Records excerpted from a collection
§ §

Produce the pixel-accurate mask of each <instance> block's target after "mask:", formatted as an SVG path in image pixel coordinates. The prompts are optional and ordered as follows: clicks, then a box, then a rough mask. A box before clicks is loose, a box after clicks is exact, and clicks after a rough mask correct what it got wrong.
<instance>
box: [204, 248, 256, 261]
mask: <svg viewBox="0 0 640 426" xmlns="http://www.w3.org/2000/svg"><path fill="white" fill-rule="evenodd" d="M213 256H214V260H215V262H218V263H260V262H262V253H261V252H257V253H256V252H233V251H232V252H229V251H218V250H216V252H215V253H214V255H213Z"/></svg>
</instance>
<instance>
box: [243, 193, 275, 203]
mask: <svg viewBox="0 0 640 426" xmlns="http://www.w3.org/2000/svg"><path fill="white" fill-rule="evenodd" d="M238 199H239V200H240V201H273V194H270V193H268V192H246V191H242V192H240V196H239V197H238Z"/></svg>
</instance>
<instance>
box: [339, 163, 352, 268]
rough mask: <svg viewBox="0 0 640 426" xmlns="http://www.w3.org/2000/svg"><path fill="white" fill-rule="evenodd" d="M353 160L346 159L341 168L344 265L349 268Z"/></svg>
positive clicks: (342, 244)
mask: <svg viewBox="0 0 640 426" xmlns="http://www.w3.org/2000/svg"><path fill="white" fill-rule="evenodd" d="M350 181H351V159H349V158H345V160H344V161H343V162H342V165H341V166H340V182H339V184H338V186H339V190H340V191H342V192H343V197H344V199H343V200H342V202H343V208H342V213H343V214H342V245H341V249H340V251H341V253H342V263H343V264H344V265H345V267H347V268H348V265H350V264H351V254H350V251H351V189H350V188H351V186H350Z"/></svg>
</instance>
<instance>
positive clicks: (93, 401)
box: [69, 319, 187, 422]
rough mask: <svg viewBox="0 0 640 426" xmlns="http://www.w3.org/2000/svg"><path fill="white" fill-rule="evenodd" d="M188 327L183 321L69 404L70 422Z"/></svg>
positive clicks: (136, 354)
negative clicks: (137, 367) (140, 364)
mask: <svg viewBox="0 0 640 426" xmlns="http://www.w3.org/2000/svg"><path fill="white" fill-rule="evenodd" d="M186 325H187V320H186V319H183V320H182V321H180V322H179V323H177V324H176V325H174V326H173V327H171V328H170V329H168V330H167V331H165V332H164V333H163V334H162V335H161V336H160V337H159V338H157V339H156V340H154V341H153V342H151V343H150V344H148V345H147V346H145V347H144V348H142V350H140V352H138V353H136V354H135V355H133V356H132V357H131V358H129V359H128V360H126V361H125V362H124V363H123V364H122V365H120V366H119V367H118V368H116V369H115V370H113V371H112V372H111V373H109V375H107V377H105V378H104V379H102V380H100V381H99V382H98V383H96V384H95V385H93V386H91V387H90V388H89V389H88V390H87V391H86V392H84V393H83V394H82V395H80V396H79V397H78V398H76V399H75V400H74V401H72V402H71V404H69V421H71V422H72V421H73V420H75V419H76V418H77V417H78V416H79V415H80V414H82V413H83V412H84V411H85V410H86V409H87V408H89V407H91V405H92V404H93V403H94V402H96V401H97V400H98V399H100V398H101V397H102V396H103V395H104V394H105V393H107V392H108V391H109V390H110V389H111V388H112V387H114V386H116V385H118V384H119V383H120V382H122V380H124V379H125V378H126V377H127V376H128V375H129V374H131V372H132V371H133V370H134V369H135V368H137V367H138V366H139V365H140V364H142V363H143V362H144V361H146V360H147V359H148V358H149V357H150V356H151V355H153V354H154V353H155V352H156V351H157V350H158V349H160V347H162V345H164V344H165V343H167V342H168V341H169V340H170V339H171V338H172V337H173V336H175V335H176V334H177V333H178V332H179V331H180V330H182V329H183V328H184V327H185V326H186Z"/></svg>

§ §

*What the exercise asks*.
Every line above is to be transcribed exactly, with nothing missed.

*Solved exercise*.
Produce the pixel-accurate mask of each <instance> block's target after "mask:", formatted as an SVG path in image pixel coordinates. The prompts are optional and ordered as follows: clicks, then a box, then a rough mask. A box before clicks is loose, a box after clicks is exact, and clicks after a rough mask correct what it got wrong.
<instance>
box: [204, 248, 256, 261]
mask: <svg viewBox="0 0 640 426" xmlns="http://www.w3.org/2000/svg"><path fill="white" fill-rule="evenodd" d="M213 256H214V260H215V262H218V263H260V262H262V253H261V252H257V253H256V252H233V251H232V252H229V251H218V250H216V252H215V253H214V255H213Z"/></svg>
</instance>
<instance>
box: [243, 193, 275, 203]
mask: <svg viewBox="0 0 640 426" xmlns="http://www.w3.org/2000/svg"><path fill="white" fill-rule="evenodd" d="M238 199H239V200H240V201H273V194H270V193H268V192H246V191H242V192H240V196H239V197H238Z"/></svg>
</instance>
<instance>
box: [339, 163, 352, 268]
rough mask: <svg viewBox="0 0 640 426" xmlns="http://www.w3.org/2000/svg"><path fill="white" fill-rule="evenodd" d="M353 160L346 159L341 168L344 265L349 268Z"/></svg>
positive clicks: (342, 244)
mask: <svg viewBox="0 0 640 426" xmlns="http://www.w3.org/2000/svg"><path fill="white" fill-rule="evenodd" d="M350 181H351V159H349V158H345V160H344V161H343V162H342V165H341V166H340V182H339V184H338V186H339V190H340V191H342V192H343V197H344V199H343V200H342V202H343V208H342V213H343V214H342V245H341V249H340V251H341V253H342V263H343V264H344V265H345V267H347V268H348V265H350V264H351V254H350V251H351V189H350V188H351V186H350Z"/></svg>
</instance>
<instance>
positive clicks: (93, 401)
box: [69, 319, 187, 422]
rough mask: <svg viewBox="0 0 640 426" xmlns="http://www.w3.org/2000/svg"><path fill="white" fill-rule="evenodd" d="M188 327L183 321L69 404L70 422Z"/></svg>
positive clicks: (136, 354)
negative clicks: (137, 367) (140, 364)
mask: <svg viewBox="0 0 640 426" xmlns="http://www.w3.org/2000/svg"><path fill="white" fill-rule="evenodd" d="M186 325H187V320H186V319H183V320H182V321H180V322H179V323H177V324H176V325H174V326H173V327H171V328H170V329H168V330H167V331H165V332H164V333H163V334H162V335H161V336H160V337H159V338H157V339H156V340H154V341H153V342H151V343H150V344H148V345H147V346H145V347H144V348H142V350H140V352H138V353H136V354H135V355H133V356H132V357H131V358H129V359H128V360H126V361H125V362H124V363H123V364H122V365H120V366H119V367H118V368H116V369H115V370H113V371H112V372H111V373H109V375H107V377H105V378H104V379H102V380H100V381H99V382H98V383H96V384H95V385H93V386H91V387H90V388H89V389H88V390H87V391H86V392H84V393H83V394H82V395H80V396H79V397H78V398H76V399H75V400H74V401H72V402H71V404H69V421H71V422H72V421H73V420H75V419H76V418H77V417H78V416H79V415H80V414H82V413H83V412H84V411H85V410H86V409H87V408H89V407H91V405H92V404H93V403H94V402H96V401H97V400H98V399H100V398H101V397H102V396H103V395H104V394H105V393H107V392H108V391H109V390H110V389H111V388H112V387H114V386H116V385H118V384H119V383H120V382H122V380H124V379H125V378H126V377H127V376H128V375H129V374H131V372H132V371H133V370H134V369H135V368H137V367H138V366H139V365H140V364H142V363H143V362H144V361H146V360H147V359H148V358H149V357H150V356H151V355H153V354H154V353H155V352H156V351H157V350H158V349H160V347H162V345H164V344H165V343H167V342H168V341H169V340H170V339H171V338H172V337H173V336H175V335H176V334H177V333H178V332H179V331H180V330H182V329H183V328H184V327H185V326H186Z"/></svg>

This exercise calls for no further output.